**SELECTED EXTRACT**
========
Meridith Essery, co-founder of Had.Collective, an office design firm, has adopted new concepts lockdowns. “It is the end of open office spaces,” she said to Yahoo Finance in May. “There are no conference or meeting rooms.”

With most clients, Essery relocates desks away from each other or at least has employees face away from one another. She also uses plexiglass panels to separate the desks of employees who must interact with each other. Essery also uses touchless technologies such as voice and gesture activated services for tasks like calling an elevator.

One of the more significant challenges was to create wider hallways to allow employees to pass each other at a safe distance. That also means they follow predetermined paths to move from one part of the office space to another.

For Chu, of Chu Associates, an architecture and interior design firm, an unexpected cost he faced while redesigning offices after lockdowns was the need for better acoustics. “Many more video and telephone calls are happening from the office, even if the workforce is not all there,” he explained.
========
**EXTRACTED ENTRIES**
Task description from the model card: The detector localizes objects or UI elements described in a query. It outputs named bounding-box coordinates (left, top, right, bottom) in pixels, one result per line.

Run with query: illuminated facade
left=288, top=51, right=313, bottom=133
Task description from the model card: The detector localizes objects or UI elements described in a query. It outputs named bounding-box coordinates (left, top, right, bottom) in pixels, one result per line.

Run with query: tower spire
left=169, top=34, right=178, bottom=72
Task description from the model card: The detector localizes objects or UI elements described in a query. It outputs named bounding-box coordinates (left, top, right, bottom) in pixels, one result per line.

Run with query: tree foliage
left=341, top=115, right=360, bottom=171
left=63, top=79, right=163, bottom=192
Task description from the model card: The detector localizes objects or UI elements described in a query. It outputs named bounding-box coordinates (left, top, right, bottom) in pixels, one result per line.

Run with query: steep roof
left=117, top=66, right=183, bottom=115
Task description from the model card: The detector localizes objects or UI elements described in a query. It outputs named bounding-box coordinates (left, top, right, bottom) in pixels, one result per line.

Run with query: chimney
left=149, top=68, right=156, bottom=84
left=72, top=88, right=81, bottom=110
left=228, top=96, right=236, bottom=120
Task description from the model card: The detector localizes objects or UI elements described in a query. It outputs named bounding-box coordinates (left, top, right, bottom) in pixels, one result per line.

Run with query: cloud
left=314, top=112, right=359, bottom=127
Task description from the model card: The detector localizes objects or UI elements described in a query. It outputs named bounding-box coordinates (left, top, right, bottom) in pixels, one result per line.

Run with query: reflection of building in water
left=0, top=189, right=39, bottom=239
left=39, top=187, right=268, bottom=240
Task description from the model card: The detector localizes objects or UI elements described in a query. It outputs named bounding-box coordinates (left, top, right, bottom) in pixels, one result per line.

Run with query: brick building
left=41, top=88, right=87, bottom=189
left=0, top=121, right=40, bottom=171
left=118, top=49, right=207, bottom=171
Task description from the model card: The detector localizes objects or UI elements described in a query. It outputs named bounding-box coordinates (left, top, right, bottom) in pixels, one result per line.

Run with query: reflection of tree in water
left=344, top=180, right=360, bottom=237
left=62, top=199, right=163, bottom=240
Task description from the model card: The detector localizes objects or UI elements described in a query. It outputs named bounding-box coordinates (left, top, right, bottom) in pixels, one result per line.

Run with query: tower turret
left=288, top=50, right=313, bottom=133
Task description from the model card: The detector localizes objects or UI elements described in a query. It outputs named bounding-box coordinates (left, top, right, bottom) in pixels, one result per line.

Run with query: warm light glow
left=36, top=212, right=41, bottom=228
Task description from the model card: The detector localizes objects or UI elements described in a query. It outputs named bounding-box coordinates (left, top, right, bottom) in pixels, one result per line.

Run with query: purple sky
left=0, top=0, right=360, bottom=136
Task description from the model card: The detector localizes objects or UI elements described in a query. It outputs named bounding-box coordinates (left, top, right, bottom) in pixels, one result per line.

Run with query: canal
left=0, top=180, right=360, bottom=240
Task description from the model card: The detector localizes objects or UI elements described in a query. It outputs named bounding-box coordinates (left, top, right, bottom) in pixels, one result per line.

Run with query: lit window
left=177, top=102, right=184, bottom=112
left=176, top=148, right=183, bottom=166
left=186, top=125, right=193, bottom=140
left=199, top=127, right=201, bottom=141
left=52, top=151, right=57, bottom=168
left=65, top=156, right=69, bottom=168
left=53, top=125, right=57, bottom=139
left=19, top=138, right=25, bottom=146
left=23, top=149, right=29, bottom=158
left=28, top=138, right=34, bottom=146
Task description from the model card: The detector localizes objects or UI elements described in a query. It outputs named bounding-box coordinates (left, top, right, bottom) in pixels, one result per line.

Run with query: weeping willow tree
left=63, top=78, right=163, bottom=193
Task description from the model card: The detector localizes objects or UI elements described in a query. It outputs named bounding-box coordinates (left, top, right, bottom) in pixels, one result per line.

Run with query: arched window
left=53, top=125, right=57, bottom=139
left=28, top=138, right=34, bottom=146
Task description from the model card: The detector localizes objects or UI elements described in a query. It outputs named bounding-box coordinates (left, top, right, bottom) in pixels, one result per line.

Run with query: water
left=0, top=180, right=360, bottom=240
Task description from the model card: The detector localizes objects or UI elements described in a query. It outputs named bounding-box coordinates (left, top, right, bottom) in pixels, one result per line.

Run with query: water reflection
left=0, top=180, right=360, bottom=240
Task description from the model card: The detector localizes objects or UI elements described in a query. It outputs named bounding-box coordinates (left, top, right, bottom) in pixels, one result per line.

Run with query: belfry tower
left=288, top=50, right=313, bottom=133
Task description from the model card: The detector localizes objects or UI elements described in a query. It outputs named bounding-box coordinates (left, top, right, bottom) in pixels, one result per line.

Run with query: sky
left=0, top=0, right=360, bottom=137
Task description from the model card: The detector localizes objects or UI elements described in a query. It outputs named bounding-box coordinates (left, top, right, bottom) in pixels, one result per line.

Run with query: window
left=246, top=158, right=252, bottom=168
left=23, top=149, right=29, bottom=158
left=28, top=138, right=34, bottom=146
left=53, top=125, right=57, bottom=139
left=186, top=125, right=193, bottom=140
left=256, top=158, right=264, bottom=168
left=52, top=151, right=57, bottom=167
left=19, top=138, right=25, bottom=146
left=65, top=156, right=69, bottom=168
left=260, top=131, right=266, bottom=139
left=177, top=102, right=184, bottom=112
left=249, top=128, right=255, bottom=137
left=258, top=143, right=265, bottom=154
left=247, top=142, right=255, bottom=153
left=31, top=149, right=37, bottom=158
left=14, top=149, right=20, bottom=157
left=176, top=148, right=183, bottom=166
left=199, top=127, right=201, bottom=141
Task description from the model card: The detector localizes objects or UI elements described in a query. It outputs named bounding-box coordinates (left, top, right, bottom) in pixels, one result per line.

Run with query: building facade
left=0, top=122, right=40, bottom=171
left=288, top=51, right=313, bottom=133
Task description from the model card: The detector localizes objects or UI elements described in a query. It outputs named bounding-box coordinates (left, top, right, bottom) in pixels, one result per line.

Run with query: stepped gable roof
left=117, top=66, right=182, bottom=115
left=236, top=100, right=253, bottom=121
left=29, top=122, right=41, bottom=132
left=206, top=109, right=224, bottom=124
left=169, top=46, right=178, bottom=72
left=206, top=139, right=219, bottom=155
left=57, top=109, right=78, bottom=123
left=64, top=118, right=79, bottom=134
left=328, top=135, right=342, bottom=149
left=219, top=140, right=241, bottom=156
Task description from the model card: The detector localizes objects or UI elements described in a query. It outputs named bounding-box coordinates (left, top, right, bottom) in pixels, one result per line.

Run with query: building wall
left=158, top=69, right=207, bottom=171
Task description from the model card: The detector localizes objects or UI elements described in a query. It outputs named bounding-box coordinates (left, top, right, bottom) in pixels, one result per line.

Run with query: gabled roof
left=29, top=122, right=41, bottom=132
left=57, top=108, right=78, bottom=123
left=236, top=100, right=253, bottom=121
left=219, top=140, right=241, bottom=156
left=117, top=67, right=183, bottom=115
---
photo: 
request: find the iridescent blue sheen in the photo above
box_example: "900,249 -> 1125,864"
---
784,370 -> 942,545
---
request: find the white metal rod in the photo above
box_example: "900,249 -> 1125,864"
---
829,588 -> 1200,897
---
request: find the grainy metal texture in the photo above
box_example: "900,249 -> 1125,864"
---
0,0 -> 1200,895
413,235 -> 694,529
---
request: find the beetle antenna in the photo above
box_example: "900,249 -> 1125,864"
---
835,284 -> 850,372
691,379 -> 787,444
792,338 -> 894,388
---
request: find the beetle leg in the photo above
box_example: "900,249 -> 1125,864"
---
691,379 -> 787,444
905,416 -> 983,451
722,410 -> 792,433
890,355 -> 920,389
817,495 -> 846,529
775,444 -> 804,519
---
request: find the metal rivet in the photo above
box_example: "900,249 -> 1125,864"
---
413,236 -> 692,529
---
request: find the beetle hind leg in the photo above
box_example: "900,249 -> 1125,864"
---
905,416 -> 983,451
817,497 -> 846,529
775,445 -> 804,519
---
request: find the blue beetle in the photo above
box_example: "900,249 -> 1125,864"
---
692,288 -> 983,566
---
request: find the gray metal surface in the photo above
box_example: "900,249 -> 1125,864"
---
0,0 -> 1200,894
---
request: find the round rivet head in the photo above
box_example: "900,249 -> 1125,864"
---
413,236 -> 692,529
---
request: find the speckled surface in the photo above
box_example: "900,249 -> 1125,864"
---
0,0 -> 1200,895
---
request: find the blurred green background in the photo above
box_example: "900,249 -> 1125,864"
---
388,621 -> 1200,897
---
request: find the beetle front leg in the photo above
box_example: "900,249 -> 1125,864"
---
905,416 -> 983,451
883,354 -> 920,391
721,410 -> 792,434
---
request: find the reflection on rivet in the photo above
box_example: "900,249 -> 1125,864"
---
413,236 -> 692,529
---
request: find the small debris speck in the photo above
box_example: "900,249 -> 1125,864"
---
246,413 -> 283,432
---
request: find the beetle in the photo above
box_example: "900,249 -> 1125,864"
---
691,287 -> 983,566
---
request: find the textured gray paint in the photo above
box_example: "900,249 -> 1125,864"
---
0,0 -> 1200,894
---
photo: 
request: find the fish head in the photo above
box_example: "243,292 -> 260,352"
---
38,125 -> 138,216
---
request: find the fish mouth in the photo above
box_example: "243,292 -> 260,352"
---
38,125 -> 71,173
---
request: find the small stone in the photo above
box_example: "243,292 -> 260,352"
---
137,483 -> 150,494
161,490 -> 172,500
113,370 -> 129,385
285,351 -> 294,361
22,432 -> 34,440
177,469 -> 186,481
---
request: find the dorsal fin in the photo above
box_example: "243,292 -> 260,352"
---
========
**TO DO**
Continue the passage on redesigning offices after lockdowns, starting after its last sentence.

**RESULT**
Another costly aspect is ensuring consistency of design in multinational companies’ offices worldwide. “When it comes to global operations, local culture influences designs. Therefore we need to be more localized [within specific parameters] to ensure employees can perform,” said Amer Maleh, Global Sourcing Director at WeWork, in a YouTube video in June.

Meanwhile, companies rethinking the future of their work environments may alter their original strategy regarding branches. Maleh said some might make them smaller to localize their presence, while others may do the opposite.

New role

With the World Health Organization regularly stressing that the COVID-19 crisis is far from over, businesses should reexamine the purpose of offices. “We are already asking what the role of space should be,” says Lodi of UNStudios. “That answers the question of why we need offices.”

Maleh of WeWork believes the core purpose of open space is to encourage synergies among employees, which offices must retain. “It will be all about how to integrate the office into the lives of employees,” he said.

That means that the office must “go beyond work to be a place where people want to go to because working from home doesn’t offer them the same facilities or attractions,” said Chu.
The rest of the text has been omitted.